Tomato: the Vegetable

I was thirteen when I realized girls develop breasts and boys don't. What's worse is that I was thirty-four when I came to an understanding a tomato was a fruit and not a vegetable. The breasts—I suppose it was logical to figure out: I wasn't growing them while the girls around me were. The tomato thing, though, this was a shocker. Fruits grow on trees, not on little ragged weeds that fall over when they reach the height of your knee. Fruits taste sweet and are fun to eat. They typically don't explode when you bite into them, and you don't ordinarily add a slice of one to a bun which houses meat or cheese. But enough debating, already. I'm consigned to face the facts, however strange they may seem.

Back to the breasts, then. So who can blame me? I was young, naïve, and into sports. I didn't care much about girls during my childhood and adolescence. I tracked the Mets and the Rangers, loved my sneakers and an old acoustic guitar inherited from my grandfather.

● Problems and tasks:
**1)** From the tomato essay, write out the passage between "I was thirteen" and "they may seem.", inclusive.
**2)** According to the tomato essay, why did the discovery that a tomato is a fruit come as a shock? Answer in one to three sentences.

● Extracted material:
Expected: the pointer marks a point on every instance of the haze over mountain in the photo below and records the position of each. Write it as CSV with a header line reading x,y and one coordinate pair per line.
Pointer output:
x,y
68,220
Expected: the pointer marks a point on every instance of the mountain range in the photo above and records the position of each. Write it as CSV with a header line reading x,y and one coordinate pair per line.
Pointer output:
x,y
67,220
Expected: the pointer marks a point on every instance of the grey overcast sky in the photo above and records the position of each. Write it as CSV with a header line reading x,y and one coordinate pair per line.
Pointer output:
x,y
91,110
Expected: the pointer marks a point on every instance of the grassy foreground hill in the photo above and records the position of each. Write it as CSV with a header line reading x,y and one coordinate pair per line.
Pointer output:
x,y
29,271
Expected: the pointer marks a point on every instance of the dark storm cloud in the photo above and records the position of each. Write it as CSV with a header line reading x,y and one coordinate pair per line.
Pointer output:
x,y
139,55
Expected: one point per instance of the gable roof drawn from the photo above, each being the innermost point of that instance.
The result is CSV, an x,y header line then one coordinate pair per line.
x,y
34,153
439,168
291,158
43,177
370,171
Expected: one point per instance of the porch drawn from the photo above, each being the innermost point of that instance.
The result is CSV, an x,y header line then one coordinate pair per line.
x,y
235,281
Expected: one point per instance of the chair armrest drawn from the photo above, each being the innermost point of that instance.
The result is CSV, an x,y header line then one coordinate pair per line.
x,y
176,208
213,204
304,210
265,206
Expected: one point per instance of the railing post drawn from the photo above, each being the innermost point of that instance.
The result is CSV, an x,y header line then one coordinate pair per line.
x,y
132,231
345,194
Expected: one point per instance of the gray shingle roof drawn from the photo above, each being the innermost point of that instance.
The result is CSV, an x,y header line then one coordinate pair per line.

● Expected answers:
**1)**
I was thirteen when I realized girls develop breasts and boys don't. What's worse is that I was thirty-four when I came to an understanding a tomato was a fruit and not a vegetable. The breasts—I suppose it was logical to figure out: I wasn't growing them while the girls around me were. The tomato thing, though, this was a shocker. Fruits grow on trees, not on little ragged weeds that fall over when they reach the height of your knee. Fruits taste sweet and are fun to eat. They typically don't explode when you bite into them, and you don't ordinarily add a slice of one to a bun which houses meat or cheese. But enough debating, already. I'm consigned to face the facts, however strange they may seem.

**2)** The narrator believed fruits grow on trees, not on ragged weeds that fall over at knee height. Fruits were also supposed to taste sweet and be fun to eat. They were not supposed to explode when bitten or go on a bun with meat or cheese.